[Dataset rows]
-.-.-

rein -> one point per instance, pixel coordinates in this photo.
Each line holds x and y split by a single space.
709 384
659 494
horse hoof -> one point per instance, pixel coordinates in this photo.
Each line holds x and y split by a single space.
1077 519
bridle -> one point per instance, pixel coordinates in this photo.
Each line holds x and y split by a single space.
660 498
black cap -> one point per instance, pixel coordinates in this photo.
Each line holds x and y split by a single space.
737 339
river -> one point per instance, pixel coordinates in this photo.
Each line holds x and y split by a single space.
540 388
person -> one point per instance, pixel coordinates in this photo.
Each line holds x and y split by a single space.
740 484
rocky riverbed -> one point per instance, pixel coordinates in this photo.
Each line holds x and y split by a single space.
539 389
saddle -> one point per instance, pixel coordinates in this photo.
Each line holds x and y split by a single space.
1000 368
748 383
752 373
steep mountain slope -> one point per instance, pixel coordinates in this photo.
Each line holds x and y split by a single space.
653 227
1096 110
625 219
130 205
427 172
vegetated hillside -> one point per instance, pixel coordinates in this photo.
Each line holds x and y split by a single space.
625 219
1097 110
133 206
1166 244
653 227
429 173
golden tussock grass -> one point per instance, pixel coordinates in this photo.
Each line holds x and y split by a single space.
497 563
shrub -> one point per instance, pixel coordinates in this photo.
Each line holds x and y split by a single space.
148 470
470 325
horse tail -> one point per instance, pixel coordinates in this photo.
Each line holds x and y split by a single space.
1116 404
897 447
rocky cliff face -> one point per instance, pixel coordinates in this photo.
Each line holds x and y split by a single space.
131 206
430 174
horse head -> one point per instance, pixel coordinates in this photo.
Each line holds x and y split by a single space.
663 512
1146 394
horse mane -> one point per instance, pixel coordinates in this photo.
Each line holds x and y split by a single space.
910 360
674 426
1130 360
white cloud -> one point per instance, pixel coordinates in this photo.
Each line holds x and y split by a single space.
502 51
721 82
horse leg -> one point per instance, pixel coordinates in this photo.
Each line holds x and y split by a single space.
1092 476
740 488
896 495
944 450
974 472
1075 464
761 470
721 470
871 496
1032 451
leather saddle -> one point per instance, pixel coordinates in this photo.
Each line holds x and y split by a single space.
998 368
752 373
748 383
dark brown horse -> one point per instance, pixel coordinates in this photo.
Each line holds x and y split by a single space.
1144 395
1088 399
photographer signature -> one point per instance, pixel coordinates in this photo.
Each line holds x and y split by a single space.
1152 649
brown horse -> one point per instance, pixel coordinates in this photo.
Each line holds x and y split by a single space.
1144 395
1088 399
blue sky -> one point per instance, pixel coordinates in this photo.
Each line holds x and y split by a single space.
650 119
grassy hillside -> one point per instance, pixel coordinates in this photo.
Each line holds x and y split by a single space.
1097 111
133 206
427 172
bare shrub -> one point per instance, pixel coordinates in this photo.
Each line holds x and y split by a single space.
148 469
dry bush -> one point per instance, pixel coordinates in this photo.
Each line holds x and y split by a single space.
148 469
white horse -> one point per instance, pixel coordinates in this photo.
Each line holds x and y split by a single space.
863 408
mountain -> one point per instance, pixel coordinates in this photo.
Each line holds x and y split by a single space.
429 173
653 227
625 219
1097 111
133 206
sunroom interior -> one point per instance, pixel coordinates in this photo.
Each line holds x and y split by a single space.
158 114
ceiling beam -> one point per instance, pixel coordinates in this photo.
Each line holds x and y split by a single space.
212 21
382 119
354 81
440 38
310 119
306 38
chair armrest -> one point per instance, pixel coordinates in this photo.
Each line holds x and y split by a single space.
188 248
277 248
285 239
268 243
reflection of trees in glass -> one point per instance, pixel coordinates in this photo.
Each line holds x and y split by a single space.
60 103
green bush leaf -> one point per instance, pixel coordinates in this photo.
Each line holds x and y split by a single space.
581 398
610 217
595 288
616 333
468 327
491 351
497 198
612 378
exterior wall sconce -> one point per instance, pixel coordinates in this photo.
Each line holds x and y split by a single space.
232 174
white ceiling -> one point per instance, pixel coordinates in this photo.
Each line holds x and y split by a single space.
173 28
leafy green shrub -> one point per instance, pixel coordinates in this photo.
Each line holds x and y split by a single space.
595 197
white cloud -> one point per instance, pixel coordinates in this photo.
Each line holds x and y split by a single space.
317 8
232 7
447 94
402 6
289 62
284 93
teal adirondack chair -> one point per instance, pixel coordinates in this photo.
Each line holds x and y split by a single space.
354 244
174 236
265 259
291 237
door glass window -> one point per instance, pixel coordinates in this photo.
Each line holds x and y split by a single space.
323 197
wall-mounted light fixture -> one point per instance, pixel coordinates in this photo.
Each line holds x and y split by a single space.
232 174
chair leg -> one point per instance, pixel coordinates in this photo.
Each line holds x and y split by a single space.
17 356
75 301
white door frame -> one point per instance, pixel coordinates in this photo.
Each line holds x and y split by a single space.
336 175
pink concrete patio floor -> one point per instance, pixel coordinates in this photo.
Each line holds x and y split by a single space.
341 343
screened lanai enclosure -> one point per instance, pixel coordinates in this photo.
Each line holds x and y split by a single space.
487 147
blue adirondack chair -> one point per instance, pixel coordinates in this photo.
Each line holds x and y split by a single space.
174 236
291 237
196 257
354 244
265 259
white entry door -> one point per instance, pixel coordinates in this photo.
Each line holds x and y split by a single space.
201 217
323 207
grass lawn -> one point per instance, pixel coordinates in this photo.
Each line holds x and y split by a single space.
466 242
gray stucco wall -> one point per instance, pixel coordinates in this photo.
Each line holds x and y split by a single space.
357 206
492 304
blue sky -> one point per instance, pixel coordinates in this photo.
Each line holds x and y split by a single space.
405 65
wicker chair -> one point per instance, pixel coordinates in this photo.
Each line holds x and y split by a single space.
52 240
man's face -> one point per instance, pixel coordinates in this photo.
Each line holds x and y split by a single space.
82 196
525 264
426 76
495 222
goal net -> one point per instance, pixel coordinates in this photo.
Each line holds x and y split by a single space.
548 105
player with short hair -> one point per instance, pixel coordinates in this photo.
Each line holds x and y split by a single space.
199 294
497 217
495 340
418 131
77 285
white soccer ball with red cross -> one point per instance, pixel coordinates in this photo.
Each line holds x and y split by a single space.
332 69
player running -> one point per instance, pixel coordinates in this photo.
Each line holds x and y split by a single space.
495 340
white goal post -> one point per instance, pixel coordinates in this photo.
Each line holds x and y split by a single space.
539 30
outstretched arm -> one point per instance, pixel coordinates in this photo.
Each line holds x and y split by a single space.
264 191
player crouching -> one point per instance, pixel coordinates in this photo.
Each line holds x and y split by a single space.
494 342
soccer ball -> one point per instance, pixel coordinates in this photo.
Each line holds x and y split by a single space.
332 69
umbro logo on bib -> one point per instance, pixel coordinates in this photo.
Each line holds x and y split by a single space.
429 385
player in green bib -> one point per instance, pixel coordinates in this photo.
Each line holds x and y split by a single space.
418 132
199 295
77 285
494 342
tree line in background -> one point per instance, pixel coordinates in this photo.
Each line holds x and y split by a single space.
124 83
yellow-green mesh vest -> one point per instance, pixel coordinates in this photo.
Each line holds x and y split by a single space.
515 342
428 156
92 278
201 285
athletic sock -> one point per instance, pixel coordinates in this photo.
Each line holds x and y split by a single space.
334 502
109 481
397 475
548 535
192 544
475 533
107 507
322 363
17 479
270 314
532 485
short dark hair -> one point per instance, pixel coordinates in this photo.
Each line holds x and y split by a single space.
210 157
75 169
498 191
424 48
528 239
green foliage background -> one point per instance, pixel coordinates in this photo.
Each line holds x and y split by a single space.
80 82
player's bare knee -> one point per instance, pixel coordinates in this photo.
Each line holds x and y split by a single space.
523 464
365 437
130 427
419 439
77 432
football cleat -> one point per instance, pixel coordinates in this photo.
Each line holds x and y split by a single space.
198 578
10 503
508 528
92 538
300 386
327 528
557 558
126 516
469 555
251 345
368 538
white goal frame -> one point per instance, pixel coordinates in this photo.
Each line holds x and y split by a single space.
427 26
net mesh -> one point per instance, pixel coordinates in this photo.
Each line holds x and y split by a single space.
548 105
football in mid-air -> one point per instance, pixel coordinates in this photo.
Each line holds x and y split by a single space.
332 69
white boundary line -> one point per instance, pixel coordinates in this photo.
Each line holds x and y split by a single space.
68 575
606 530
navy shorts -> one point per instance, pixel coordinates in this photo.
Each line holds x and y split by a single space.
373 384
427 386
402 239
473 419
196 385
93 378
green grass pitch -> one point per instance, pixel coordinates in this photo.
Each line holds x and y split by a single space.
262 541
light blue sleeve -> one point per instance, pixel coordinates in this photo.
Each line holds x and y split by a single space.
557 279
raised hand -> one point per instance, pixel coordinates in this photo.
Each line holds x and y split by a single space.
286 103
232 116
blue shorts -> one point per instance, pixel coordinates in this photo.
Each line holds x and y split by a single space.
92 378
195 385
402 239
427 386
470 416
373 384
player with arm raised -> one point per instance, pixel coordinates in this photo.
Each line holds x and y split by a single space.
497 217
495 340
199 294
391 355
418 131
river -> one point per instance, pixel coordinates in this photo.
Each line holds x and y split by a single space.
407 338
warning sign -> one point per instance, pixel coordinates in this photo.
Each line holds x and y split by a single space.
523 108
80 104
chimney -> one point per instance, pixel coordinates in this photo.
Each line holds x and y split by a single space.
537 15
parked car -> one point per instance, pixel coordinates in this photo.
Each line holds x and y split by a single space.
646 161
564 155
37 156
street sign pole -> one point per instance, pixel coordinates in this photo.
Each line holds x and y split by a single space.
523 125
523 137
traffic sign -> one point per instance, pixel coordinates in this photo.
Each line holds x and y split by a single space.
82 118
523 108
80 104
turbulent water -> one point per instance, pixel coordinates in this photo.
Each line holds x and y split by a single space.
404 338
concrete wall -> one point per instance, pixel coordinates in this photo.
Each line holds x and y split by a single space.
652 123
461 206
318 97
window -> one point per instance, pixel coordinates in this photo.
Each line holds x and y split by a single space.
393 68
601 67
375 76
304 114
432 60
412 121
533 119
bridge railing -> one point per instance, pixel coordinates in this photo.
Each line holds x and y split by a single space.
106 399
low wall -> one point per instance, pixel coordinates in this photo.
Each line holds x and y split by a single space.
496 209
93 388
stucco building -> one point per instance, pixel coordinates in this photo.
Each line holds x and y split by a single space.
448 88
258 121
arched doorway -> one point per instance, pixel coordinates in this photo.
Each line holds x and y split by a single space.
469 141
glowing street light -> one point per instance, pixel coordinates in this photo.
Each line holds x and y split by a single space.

-.-.-

__TO DO__: Copy word for word the lines starting with the one that contains "stucco building ->" and running to the end of the dataset rows.

__EXERCISE SOLUTION__:
stucco building -> one point per instance, pixel coordinates in this photo.
Each line holds x and y split by a single space.
448 88
258 121
arched doorway -> one point per instance, pixel coordinates in this photo.
Each line holds x and y split by a single space.
469 141
glowing street light -> one point per instance, pixel coordinates in this photo.
Each line holds x and y split by a single space.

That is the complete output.